__TREŚĆ ZADANIA__:
Przesuń o 63 każdą współrzędną ramek w wierszach od początku materiału aż do wiersza z „left=302, top=210, right=329, bottom=228” włącznie. Przepisz te wiersze w całości, niczego nie pomijając.

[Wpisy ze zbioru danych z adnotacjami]

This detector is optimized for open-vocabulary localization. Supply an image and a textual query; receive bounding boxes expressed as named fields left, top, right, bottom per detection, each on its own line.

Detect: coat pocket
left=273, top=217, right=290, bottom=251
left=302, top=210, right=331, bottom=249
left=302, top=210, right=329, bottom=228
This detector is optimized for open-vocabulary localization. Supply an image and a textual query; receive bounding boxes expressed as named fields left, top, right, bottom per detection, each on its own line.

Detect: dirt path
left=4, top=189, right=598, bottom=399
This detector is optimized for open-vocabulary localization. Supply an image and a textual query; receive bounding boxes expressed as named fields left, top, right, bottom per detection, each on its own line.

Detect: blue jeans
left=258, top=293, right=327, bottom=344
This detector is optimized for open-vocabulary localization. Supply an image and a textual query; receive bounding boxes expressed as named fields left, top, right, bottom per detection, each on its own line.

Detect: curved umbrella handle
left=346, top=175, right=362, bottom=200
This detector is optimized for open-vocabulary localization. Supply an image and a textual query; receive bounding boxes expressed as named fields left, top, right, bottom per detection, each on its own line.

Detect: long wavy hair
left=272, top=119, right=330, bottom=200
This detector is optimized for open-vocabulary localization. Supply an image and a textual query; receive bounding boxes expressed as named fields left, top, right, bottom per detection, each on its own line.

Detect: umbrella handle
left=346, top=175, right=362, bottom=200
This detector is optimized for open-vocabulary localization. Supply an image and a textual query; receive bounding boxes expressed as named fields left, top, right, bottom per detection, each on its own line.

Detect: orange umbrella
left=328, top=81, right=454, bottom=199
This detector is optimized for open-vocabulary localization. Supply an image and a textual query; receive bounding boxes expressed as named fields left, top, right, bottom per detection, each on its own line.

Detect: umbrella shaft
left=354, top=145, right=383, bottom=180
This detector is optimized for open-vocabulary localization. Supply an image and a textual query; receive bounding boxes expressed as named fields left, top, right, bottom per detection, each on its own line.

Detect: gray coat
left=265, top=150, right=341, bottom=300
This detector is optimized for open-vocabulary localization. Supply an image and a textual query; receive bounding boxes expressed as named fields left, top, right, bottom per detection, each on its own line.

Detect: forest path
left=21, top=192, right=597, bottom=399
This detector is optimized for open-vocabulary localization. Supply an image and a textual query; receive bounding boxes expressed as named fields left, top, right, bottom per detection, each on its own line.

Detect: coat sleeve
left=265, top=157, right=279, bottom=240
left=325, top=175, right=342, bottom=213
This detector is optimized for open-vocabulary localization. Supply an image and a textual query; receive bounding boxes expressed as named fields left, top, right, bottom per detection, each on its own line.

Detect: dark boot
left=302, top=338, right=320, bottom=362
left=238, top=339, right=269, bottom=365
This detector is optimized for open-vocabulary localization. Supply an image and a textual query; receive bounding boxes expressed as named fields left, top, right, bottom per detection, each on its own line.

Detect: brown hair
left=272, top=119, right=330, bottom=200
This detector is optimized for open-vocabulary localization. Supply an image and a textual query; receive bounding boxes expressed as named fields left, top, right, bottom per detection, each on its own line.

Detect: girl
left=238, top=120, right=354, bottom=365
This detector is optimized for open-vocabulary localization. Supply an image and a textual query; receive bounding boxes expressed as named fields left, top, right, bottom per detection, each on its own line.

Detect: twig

__ROZWIĄZANIE ZADANIA__:
This detector is optimized for open-vocabulary localization. Supply an image and a textual query; receive bounding boxes expressed as named fields left, top, right, bottom per detection, each on its own line.

Detect: coat pocket
left=336, top=280, right=353, bottom=314
left=365, top=273, right=394, bottom=312
left=365, top=273, right=392, bottom=291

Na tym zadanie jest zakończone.